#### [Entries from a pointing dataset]
- - - - -
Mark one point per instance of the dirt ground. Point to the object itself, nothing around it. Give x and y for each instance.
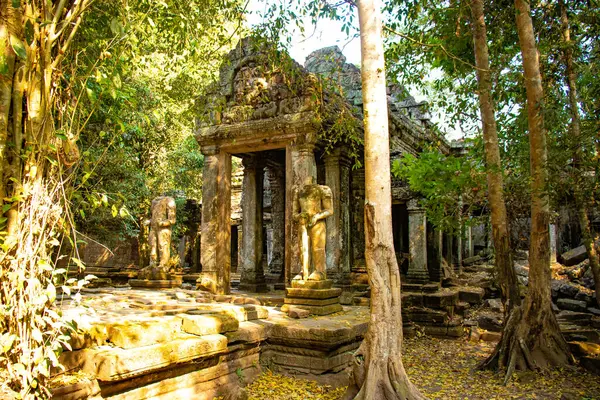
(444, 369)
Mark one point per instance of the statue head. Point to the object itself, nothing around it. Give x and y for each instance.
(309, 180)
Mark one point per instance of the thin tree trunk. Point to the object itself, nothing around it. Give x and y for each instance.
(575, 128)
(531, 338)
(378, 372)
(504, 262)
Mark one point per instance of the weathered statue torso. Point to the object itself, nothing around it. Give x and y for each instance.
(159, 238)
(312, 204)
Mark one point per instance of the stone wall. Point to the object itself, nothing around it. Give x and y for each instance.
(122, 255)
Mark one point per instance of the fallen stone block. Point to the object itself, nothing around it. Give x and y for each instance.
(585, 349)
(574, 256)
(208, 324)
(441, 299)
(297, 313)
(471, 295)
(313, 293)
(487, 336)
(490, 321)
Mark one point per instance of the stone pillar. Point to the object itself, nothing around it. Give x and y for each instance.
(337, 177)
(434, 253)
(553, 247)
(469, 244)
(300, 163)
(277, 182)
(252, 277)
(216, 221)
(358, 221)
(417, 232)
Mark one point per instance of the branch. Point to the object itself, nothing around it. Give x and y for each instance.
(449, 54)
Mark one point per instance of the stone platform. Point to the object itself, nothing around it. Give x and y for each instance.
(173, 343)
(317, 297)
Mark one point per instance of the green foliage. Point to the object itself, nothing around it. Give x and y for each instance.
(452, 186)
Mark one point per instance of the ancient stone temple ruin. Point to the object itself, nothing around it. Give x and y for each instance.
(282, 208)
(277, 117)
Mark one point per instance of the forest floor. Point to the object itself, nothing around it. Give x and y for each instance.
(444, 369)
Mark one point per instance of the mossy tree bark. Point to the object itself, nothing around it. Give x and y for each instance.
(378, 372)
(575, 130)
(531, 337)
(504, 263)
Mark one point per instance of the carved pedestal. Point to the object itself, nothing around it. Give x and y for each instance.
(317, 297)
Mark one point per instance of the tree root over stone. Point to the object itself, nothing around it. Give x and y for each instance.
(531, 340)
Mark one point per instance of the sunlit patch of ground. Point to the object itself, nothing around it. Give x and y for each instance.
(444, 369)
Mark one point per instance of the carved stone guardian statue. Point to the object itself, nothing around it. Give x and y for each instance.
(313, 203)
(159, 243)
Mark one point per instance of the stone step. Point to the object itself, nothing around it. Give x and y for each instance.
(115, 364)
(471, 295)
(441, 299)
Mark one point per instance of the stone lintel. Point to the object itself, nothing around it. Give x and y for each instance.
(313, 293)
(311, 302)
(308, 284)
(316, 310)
- - - - -
#### [WHAT IS NEEDED]
Write the listing above out again exactly, dropping each image.

#### [WRITTEN RESPONSE]
Mark one point per instance of the dirt ground. Point to the object itself, nothing around it. Give x and y for each instance.
(444, 369)
Mark one point per instance of the statue head. Point to the object itself, nothing around it. Give x and y for each instance.
(309, 180)
Mark one point per instance of the thin tree trunk. Point to the object itself, nothing around it. Give x and y for each instance.
(575, 128)
(531, 338)
(378, 372)
(504, 262)
Mark one point per instance of the weathered statue torso. Point to the object itself, nothing around it. Give x and y for each instance.
(159, 238)
(312, 204)
Mark one point per instance of the stone wall. Point to the object itself, nothing around it. Give x and y for each instance.
(122, 255)
Mark one point per instance of the fallen stone block. Point to the object itself, nothing around it. Give x and y for each instance.
(585, 349)
(574, 256)
(208, 324)
(441, 299)
(297, 313)
(471, 295)
(313, 293)
(487, 336)
(490, 321)
Mark one point per instance of the stone pillar. Point to the object itself, nothing around it. Give x and y for each instance.
(337, 177)
(434, 253)
(553, 247)
(469, 244)
(300, 163)
(277, 182)
(252, 277)
(216, 221)
(358, 221)
(417, 232)
Mark one point per instance of the branch. Point to the object itself, nothing around it. Give x and y for each instance.
(449, 54)
Mark one point per instance of the stone platform. Point to the object itself, nothing around it. Give x and y for each instance.
(173, 343)
(317, 297)
Mark one point per instance of the green foliage. Point to the object itself, nothing around it. Give x and y for each instance.
(452, 186)
Mark one point per instance of the ancient stone temple ruin. Point to the object itself, nothing around it. Give x and y for each instance.
(282, 208)
(277, 117)
Mark one point per instance of the forest floor. Point to the object itself, nothing around it. Give x and y for each instance.
(444, 369)
Mark one point per instance of the mossy tree bark. Point to the object itself, nothing around it. Give x and y for each instance.
(378, 372)
(575, 130)
(531, 337)
(504, 263)
Mark one point per instance of the carved pedestal. Point to the object itself, nothing around it. Give x and y for each instance.
(317, 297)
Mark one point per instance of the tree root over stone. Point to the object itself, nothing around it. Give x and y for each instance.
(531, 340)
Mark one point per instance of the sunlit patch of ground. Point to the object itself, nothing around it. Give x and y for each instance.
(444, 369)
Mark one point per instance of the carved stone guardian statue. Point to the object itself, nothing around it. Give x and y for each instance.
(313, 203)
(159, 243)
Mark one point per instance of the stone step. Point to the object itself, nothing around it. Give x and y for each instance.
(115, 364)
(471, 295)
(441, 299)
Mark one point per instance of the stone lintel. Point to the object itself, nothing around it. Give x and y for each instance.
(313, 293)
(311, 302)
(308, 284)
(316, 310)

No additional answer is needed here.